- [Text excerpt]:
But news of significant hacks drives more companies into the
cyberinsurance market despite the costs. According to Bloomberg,
cyberinsurance prices rose nearly 100% in 2021 and keep climbing.
Travelers Insurance, working to justify the leaping costs of its
products, lists the following reasons for higher cybersecurity
prices: a wave of ransomware, rising breach response costs (from
forensic and legal experts to ransom payments and regulatory
fines), increasing tech complexity and budgets, inadequate
cybersecurity hygiene (which is why better controls can now lead to
lower insurance prices), lack of advance response plans, and
business interruption expenses. Shutting down business operations
may be a way for criminals to force ransom payments, but it also
creates an expensive risk reduction system, and all companies are
suffering from it.

However, for the price of protection, you would expect your
insurance company to pay to remediate a properly-reported
cyberattack.  Property insurers have long excluded “acts
of war” from insurable damage that would receive payments.
Most cyberinsurance policies have similar exclusions. This leads
insurance customers to wonder, in a world where hackers and
ransomware gangs from Russia and Ukraine initiate a significant
percentage of cyberattacks, when would those attacks be considered
“acts of war” during a real shooting war? If your company
is smacked with ransomware from a Russian crew associated with the
Kremlin, will your insurance company exclude the costs from your
cyberinsurance policy as an act of war?

- [Exercises to complete]:
• 1. According to Bloomberg, as cited in the cyberinsurance text, how much did cyberinsurance prices rise in 2021?
• 2. Retype the cyberinsurance text starting with "Most cyberinsurance policies" and going on through "act of war?".
• 3. Extend the cyberinsurance text from the point where it stops.
Nothing in the records is needed for this work.

Referring expression data
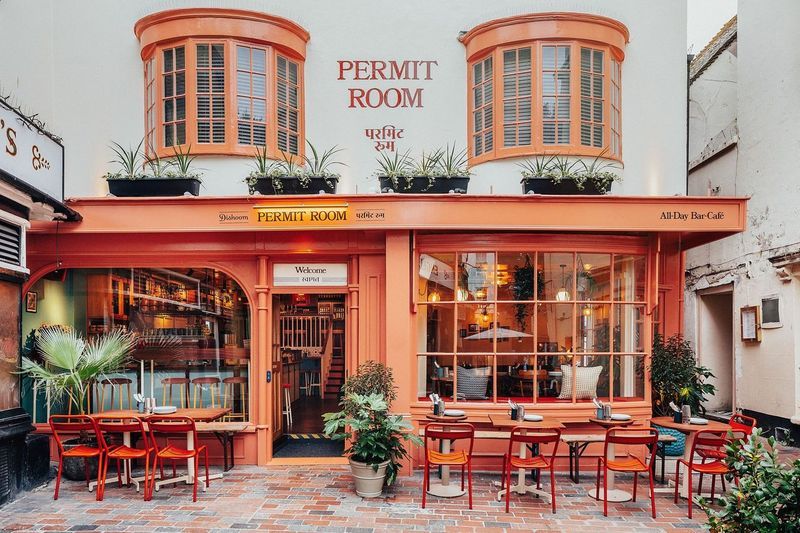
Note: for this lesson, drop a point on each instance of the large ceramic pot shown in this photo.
(565, 187)
(154, 187)
(369, 482)
(422, 185)
(292, 185)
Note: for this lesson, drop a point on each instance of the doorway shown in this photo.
(309, 351)
(715, 346)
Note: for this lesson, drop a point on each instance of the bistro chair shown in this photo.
(706, 441)
(77, 425)
(534, 438)
(125, 453)
(436, 458)
(172, 425)
(647, 438)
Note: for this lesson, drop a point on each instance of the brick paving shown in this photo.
(321, 498)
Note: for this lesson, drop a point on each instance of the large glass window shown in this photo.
(533, 325)
(192, 327)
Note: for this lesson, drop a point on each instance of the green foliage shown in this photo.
(675, 376)
(768, 496)
(71, 364)
(377, 435)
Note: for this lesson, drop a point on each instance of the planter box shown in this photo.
(292, 185)
(565, 187)
(154, 187)
(419, 185)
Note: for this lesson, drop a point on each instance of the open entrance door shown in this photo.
(309, 345)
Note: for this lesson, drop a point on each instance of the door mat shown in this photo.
(307, 445)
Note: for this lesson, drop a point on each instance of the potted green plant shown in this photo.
(377, 437)
(166, 178)
(288, 177)
(69, 369)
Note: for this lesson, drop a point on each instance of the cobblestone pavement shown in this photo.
(321, 498)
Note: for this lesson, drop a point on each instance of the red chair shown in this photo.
(527, 437)
(78, 425)
(704, 440)
(462, 458)
(126, 453)
(645, 437)
(171, 425)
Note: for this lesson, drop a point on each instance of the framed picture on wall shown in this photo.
(31, 301)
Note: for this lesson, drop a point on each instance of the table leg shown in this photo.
(614, 494)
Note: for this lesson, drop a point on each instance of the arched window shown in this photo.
(222, 81)
(546, 83)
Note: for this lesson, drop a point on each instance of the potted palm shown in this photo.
(377, 437)
(165, 178)
(69, 368)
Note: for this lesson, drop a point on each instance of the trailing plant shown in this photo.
(72, 364)
(767, 497)
(675, 376)
(377, 436)
(129, 162)
(452, 163)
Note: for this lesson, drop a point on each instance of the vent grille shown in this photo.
(10, 243)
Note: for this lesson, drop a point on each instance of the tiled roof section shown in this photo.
(724, 37)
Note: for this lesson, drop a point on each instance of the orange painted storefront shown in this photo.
(380, 238)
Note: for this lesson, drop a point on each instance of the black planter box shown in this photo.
(565, 187)
(292, 185)
(154, 187)
(419, 185)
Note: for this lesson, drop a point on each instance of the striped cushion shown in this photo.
(585, 382)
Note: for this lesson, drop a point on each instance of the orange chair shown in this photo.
(528, 437)
(645, 437)
(462, 458)
(171, 425)
(77, 424)
(126, 453)
(704, 440)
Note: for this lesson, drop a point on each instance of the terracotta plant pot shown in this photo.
(292, 185)
(565, 187)
(420, 185)
(369, 483)
(154, 187)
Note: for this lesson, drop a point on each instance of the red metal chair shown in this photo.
(171, 425)
(527, 437)
(704, 440)
(126, 453)
(77, 425)
(644, 437)
(462, 458)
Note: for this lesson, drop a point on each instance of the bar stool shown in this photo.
(113, 384)
(213, 387)
(168, 383)
(228, 389)
(287, 404)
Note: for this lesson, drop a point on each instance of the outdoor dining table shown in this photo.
(197, 414)
(443, 488)
(691, 431)
(614, 494)
(503, 421)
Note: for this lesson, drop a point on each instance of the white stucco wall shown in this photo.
(77, 64)
(763, 166)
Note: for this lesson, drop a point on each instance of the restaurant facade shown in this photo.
(265, 303)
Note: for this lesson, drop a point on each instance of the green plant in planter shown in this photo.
(675, 376)
(767, 497)
(377, 436)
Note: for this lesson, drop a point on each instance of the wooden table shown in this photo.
(444, 489)
(503, 421)
(690, 430)
(197, 414)
(614, 494)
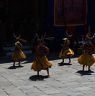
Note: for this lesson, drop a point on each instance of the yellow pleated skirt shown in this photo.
(86, 59)
(18, 56)
(41, 63)
(66, 53)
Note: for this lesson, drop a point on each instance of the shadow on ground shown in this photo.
(12, 67)
(81, 72)
(36, 77)
(62, 64)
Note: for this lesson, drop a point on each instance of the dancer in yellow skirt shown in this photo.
(66, 52)
(18, 55)
(87, 59)
(41, 61)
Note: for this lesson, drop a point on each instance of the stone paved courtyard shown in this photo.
(64, 80)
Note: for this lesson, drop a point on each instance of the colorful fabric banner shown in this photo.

- [List of answers]:
• 1. They rose nearly 100%.

• 2.
Most cyberinsurance policies have similar exclusions. This leads
insurance customers to wonder, in a world where hackers and
ransomware gangs from Russia and Ukraine initiate a significant
percentage of cyberattacks, when would those attacks be considered
“acts of war” during a real shooting war? If your company
is smacked with ransomware from a Russian crew associated with the
Kremlin, will your insurance company exclude the costs from your
cyberinsurance policy as an act of war?

• 3.
Lloyds of London just released a set of new exclusion clauses
for addressing cyber war. These clauses are for underwriters to
consider placing in Lloyds insurance contracts, and “have been
drafted to provide Lloyd’s syndicates and their (re)insureds
(and brokers) with options in respect of the level of cover
provided for cyber operations between states which are not excluded
by the definition of war, cyber war or cyber operations which have
a major detrimental impact on a state.” Lloyds specifies that
the “act of war” exemption language applies to China,
France, Japan, Russia, the U.K and the U.S.  The new clauses
supply underwriters with extensive leeway to refuse to pay
claims.Importantly, Lloyds can decide that the attack was an act of
war even if the attackers do not declare themselves. Pending any
government attribution of an attacker, Lloyds can decide through
reasonable inference to attribute any attack to state activities,
and therefor falling within the “act of war”
exclusion.

Property insurers have long excluded “acts of
war” from insurable damage that would receive payments. Most
cyberinsurance policies have similar exclusions. This leads
insurance customers to wonder, in a world where hackers and
ransomware gangs from Russia and Ukraine initiate a significant
percentage of cyberattacks, when would those attacks be considered
“acts of war” during a real shooting war? If your company
is smacked with ransomware from a Russian crew associated with the
Kremlin, will your insurance company exclude the costs from your
cyberinsurance policy as an act of war?
TED CLAYPOOLE

All hope is not lost for businesses relying on cyberinsurance.
Courts tend to hold insurers to high standards when trying to avoid
paying out claims due to broadly-defined exclusions. For example,
earlier this year the Superior Court of New Jersey rules that
insurers can’t use a nation-state “act of war”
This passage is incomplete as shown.